→ **Reading passage**
In an embodiment, the processing order may include the first luma block followed immediately by the first chroma channel one block followed immediately by a first chroma channel two block of the one or more chroma channel two blocks followed immediately by a second luma block of the one or more luma blocks as discussed with respect to processing order 802 and elsewhere herein. For example, the first luma block may correspond to a spatially upper left region of the coding unit and the second luma block may correspond to a second region of the coding unit immediately to the right of the upper left region.

In an embodiment, the processing order may include the first luma block followed immediately by the first chroma channel one block followed immediately by a second luma block of the one or more luma blocks followed immediately by a first chroma channel two block of the one or more chroma channel two blocks followed immediately by a third luma block of the one or more luma blocks as discussed with respect to processing order 803 and elsewhere herein. For example, the first luma block may correspond to a spatially upper left region of the coding unit, the second luma block may correspond to a second region of the coding unit immediately to the right of the upper left region, and the third luma block may correspond to a third region of the coding unit immediately below the upper left region.

In an embodiment, the processing order may include a plurality of contiguous groups consisting of a first single luma block immediately followed by a single chroma channel one block immediately followed by a second single luma block immediately followed by a single chroma channel two block and a subsequent contiguous group of remaining luma blocks as discussed with respect to processing order 803 and elsewhere herein. In an embodiment, the processing order comprises a plurality of contiguous groups consisting of a single luma block immediately followed by a single chroma channel one block immediately followed by a chroma channel two block and a subsequent contiguous group of remaining luma blocks as discussed with respect to processing order 802 and elsewhere herein.

→ **Given records**

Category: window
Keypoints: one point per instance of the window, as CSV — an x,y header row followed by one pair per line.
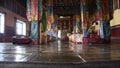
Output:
x,y
2,22
20,27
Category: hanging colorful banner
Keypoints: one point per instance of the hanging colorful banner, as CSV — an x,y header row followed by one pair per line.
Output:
x,y
34,9
34,30
40,9
28,13
44,21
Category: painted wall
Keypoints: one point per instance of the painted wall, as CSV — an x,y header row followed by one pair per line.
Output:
x,y
10,25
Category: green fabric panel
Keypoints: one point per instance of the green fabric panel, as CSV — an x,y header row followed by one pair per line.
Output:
x,y
44,20
28,5
34,30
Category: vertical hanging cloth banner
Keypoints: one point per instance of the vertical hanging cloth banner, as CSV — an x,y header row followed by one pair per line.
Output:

→ **Written task A**
Using the passage on block processing order, decide whether each statement agrees with it. Answer yes or no for each, and quote the deciding words.
(i) In processing order 802, the first chroma channel one block is followed immediately by a first chroma channel two block.
(ii) In processing order 803, the third luma block corresponds to a region immediately to the right of the upper left region.
(iii) In the contiguous groups tied to processing order 802, each group holds two single luma blocks.
→ **Written task B**
In the passage on block processing order, what region of the coding unit may the first luma block correspond to in the example for processing order 802?

→ **Written solution A**
(i) Yes: "the first luma block followed immediately by the first chroma channel one block followed immediately by a first chroma channel two block of the one or more chroma channel two blocks"
(ii) No: "the third luma block may correspond to a third region of the coding unit immediately below the upper left region"
(iii) No: "a plurality of contiguous groups consisting of a single luma block immediately followed by a single chroma channel one block immediately followed by a chroma channel two block"

→ **Written solution B**
A spatially upper left region of the coding unit.